An ingenious and highly original blend of literary studies and history of science, La musa refractada is a fascinating exploration of the rise of optics in Europe and its significant influence on early modern Spanish culture, particularly its literary and artistic production. Enrique García Santo-Tomás thoroughly documents the Italian provenance of the "new sciences" of optics and astronomy [End Page 202] as well as their diffusion in Spain, seamlessly incorporating this intellectual history into an insightful interpretation of notable literary texts published during the seventeenth century. In doing so, he proposes what might be described as a critical lens, based on new ideas about distance and perspective, which characterizes satirical writing in the period. Deftly teasing out ambiguities and meanings in the terms antojo and anteojo in the scientific and literary contexts of the Spanish Golden Age, García Santo-Tomás establishes the centrality of the motif of the occhiali politici (or "anteojos políticos") as a rhetorical device or instrument for methodically examining political controversy in literary satire.

## Requests
1. Reproduce the review passage on La musa refractada in full, word for word.
2. Transcribe only the lines of the listing below, from the line containing "If it's not too much trouble, could you box the brown" through the line containing "[504,515,524,535]", with both of those lines included.

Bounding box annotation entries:

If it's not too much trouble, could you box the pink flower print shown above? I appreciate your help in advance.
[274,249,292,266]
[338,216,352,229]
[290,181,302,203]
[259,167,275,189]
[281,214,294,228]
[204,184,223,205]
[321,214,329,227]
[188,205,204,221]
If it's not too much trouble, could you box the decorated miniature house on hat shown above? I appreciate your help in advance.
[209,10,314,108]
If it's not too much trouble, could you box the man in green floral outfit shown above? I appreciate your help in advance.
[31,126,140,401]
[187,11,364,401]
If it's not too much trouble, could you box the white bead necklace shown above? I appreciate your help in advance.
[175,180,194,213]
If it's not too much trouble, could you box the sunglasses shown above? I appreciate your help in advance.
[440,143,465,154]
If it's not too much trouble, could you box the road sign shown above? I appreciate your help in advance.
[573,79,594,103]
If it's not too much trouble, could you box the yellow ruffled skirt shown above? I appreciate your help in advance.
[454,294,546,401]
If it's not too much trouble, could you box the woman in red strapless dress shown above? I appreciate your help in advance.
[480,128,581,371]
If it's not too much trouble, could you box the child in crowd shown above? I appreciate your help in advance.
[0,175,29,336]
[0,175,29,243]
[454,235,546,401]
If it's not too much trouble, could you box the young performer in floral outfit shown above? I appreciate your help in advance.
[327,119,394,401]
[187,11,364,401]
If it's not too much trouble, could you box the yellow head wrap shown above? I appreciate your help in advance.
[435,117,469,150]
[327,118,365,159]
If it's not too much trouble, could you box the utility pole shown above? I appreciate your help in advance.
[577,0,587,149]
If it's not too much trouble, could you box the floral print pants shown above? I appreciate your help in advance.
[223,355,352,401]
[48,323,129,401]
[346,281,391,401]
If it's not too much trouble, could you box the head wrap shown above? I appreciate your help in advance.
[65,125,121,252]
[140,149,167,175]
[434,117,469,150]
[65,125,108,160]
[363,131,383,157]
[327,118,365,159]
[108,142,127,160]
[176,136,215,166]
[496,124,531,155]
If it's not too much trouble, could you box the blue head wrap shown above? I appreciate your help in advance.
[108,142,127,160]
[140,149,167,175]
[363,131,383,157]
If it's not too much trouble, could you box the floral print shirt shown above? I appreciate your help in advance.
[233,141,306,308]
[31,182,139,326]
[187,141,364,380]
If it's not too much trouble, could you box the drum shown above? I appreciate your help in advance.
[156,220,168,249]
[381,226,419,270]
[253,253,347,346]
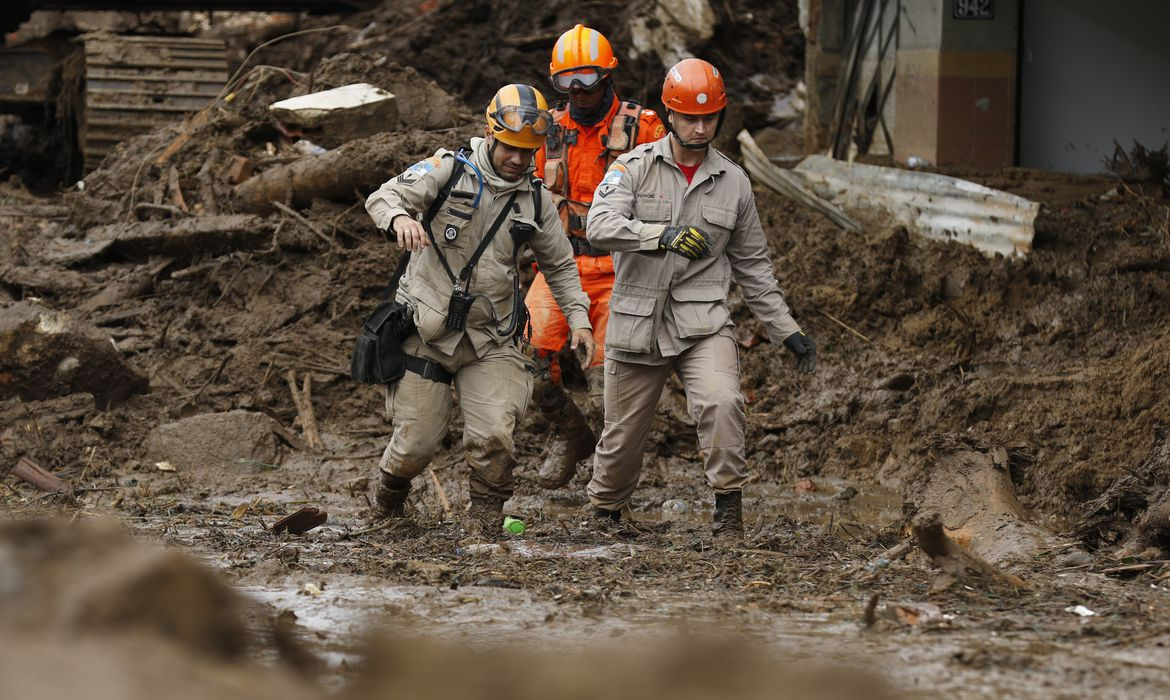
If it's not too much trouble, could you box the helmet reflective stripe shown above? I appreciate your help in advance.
[516,84,539,109]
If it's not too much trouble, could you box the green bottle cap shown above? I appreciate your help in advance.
[504,516,524,535]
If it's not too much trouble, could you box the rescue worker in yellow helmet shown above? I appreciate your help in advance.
[366,84,593,540]
[586,59,817,541]
[525,25,665,488]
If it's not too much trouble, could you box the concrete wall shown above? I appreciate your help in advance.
[1020,0,1170,172]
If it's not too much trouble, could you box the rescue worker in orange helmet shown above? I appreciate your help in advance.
[525,25,665,488]
[366,84,593,540]
[586,59,817,541]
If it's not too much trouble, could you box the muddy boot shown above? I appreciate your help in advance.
[534,382,597,488]
[373,472,411,520]
[711,490,743,543]
[466,495,505,542]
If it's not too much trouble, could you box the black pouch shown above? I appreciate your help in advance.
[350,301,414,384]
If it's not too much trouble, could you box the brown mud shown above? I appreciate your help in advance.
[0,1,1170,698]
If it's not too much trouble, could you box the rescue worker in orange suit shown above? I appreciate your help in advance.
[525,25,666,488]
[586,59,817,541]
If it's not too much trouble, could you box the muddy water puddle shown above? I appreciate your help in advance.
[242,573,1170,699]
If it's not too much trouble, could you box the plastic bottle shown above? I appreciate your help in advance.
[504,515,524,535]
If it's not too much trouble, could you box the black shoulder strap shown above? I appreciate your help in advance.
[381,158,463,300]
[422,158,463,229]
[381,251,411,301]
[425,190,518,284]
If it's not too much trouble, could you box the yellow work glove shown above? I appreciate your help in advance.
[659,226,715,260]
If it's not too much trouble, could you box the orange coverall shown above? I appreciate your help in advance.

## Responses in order
1.
An ingenious and highly original blend of literary studies and history of science, La musa refractada is a fascinating exploration of the rise of optics in Europe and its significant influence on early modern Spanish culture, particularly its literary and artistic production. Enrique García Santo-Tomás thoroughly documents the Italian provenance of the "new sciences" of optics and astronomy [End Page 202] as well as their diffusion in Spain, seamlessly incorporating this intellectual history into an insightful interpretation of notable literary texts published during the seventeenth century. In doing so, he proposes what might be described as a critical lens, based on new ideas about distance and perspective, which characterizes satirical writing in the period. Deftly teasing out ambiguities and meanings in the terms antojo and anteojo in the scientific and literary contexts of the Spanish Golden Age, García Santo-Tomás establishes the centrality of the motif of the occhiali politici (or "anteojos políticos") as a rhetorical device or instrument for methodically examining political controversy in literary satire.

2.
If it's not too much trouble, could you box the brown mud shown above? I appreciate your help in advance.
[0,1,1170,698]
If it's not too much trouble, could you box the rescue worker in orange suit shown above? I appreciate your help in advance.
[525,25,666,488]
[586,59,817,541]
If it's not too much trouble, could you box the muddy water puddle shown above? I appreciate your help in advance.
[242,573,1170,699]
If it's not too much trouble, could you box the plastic bottle shown above? I appreciate your help in advance.
[504,515,524,535]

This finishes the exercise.